# [The task]
Count the lines in the material below that contain the word "from", treating capital and small letters as different, and give only the number.

# [Outline labeling records]
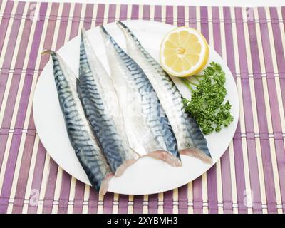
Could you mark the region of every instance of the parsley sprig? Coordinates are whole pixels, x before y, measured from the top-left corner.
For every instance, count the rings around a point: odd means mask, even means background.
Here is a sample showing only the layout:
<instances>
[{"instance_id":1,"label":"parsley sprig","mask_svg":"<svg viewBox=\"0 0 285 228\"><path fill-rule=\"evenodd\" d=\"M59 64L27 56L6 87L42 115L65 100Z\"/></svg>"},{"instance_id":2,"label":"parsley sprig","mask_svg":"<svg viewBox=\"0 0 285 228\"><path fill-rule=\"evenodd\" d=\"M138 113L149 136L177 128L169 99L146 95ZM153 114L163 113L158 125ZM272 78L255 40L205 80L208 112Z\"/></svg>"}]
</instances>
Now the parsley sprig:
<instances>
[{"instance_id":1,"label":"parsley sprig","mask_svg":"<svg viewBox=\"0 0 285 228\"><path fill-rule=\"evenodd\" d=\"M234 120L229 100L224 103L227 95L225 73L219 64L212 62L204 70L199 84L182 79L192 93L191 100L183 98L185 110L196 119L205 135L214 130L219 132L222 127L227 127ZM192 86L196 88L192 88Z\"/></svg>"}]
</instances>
==
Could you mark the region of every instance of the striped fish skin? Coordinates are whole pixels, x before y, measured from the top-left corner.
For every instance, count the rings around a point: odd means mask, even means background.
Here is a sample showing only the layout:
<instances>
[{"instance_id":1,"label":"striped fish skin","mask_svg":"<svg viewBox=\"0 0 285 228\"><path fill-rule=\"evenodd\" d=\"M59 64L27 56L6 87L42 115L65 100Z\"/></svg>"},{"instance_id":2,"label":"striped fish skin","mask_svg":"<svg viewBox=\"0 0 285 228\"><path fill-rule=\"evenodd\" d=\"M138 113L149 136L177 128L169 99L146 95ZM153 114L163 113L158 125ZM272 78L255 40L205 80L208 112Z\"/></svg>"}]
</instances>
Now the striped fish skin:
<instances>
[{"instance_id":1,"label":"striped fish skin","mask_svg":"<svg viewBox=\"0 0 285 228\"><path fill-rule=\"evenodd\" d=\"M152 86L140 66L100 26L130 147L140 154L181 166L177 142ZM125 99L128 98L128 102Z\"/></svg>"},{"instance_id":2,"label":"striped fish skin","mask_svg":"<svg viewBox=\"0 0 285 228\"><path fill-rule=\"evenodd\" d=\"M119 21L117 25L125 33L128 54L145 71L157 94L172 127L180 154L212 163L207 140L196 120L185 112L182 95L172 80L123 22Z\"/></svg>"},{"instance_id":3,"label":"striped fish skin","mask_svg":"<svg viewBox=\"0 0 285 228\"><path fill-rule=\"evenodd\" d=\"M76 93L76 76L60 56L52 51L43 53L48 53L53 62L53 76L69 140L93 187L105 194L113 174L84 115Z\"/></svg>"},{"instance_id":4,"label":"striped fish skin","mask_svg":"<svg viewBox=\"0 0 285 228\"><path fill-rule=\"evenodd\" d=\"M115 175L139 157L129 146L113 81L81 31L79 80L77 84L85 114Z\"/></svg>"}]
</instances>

# [Worked answer]
2